__Stated goal__.
Can you convert the lines of the records, from the line holding "Detection task: identify every pen" through the end of the records, inclusive, into a JSON list of strings with one string per line and blank lines omitted?

__Records provided__.
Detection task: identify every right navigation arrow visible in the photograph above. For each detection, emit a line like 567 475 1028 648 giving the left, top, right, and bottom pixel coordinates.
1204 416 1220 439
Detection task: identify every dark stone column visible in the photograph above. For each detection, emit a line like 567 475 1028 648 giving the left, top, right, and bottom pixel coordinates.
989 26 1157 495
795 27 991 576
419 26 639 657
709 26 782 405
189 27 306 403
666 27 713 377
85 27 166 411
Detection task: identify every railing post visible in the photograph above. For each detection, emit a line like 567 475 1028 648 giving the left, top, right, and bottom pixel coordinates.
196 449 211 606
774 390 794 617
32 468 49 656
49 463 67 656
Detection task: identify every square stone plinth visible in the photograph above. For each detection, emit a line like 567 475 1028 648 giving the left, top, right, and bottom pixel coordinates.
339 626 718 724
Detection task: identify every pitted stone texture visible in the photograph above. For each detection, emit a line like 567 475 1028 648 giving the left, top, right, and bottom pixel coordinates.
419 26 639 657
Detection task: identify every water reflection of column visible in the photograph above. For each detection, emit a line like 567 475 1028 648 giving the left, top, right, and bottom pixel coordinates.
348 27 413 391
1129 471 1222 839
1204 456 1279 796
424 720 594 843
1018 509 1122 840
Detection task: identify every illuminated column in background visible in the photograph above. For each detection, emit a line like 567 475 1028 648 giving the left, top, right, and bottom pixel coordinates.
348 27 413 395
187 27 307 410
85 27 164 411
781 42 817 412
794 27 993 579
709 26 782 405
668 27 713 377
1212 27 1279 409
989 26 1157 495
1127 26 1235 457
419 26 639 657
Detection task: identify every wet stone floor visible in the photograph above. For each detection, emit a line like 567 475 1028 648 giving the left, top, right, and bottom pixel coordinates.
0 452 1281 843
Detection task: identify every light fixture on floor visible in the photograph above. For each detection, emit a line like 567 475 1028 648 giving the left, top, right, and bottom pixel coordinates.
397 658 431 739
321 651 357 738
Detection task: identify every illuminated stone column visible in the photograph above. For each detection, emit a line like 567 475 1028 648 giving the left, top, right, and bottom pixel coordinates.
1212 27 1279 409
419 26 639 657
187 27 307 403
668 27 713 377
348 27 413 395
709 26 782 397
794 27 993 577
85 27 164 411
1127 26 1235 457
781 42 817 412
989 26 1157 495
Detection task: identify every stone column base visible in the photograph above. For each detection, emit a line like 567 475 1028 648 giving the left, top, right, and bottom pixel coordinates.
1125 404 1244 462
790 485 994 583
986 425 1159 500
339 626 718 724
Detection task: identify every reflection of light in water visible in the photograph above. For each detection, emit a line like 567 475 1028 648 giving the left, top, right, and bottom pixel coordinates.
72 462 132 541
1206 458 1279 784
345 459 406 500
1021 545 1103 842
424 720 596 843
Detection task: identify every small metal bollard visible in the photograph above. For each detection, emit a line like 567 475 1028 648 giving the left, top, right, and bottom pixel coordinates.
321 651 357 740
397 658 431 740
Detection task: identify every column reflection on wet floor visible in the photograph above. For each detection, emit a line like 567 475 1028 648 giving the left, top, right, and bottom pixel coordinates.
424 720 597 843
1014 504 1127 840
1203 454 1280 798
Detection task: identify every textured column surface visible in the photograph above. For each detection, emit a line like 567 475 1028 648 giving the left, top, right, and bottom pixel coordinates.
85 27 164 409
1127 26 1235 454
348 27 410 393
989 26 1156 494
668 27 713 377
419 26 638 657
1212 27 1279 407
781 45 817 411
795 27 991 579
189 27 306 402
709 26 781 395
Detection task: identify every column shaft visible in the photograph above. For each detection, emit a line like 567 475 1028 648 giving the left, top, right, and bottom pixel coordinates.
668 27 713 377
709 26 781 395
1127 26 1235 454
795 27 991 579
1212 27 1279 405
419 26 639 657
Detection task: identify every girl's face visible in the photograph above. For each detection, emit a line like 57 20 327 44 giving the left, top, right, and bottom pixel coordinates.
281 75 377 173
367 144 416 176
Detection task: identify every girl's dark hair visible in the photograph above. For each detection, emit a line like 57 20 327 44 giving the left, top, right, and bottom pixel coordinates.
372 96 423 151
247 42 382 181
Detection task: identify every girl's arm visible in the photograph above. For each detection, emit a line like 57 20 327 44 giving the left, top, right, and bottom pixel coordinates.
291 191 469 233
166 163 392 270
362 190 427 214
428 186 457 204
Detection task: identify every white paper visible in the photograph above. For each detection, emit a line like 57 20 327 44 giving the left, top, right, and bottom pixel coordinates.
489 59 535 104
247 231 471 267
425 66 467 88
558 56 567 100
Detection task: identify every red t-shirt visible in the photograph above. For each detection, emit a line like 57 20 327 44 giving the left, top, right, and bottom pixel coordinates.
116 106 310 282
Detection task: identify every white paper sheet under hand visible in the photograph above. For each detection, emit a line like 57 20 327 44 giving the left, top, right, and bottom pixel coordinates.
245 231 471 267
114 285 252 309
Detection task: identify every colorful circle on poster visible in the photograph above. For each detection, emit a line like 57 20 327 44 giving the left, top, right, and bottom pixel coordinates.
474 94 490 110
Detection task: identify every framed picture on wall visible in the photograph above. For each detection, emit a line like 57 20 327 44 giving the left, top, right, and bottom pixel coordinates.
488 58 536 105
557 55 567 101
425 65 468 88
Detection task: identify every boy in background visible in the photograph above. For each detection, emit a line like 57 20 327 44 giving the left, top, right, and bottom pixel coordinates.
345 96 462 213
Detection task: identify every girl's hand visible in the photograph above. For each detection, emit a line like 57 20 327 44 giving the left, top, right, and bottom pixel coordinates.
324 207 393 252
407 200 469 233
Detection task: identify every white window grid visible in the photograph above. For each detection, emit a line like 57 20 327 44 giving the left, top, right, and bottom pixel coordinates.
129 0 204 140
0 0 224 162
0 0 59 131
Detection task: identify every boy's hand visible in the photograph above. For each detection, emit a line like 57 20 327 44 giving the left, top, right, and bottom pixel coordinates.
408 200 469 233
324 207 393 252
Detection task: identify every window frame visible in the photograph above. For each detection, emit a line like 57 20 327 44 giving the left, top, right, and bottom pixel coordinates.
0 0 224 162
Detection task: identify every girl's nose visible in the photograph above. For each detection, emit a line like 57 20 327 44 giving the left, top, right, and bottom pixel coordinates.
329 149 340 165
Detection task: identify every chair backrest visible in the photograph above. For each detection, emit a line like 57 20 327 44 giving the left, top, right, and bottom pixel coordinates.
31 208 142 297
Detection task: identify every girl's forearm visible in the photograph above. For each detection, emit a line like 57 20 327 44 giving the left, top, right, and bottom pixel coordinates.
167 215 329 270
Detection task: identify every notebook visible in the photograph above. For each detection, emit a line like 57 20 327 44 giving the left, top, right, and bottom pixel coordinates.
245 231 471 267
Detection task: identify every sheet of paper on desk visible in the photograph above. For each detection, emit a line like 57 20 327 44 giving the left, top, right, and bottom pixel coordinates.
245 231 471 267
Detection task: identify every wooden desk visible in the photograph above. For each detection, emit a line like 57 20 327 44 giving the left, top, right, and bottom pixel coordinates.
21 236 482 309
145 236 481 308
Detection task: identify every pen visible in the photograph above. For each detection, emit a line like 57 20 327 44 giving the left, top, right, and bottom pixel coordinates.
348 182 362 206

__Full response__.
[
  "Detection task: identify every pen visible in the photograph above. For each detection, emit a line like 57 20 327 44 giving the left, top, right, and bottom pixel coordinates.",
  "348 182 362 206"
]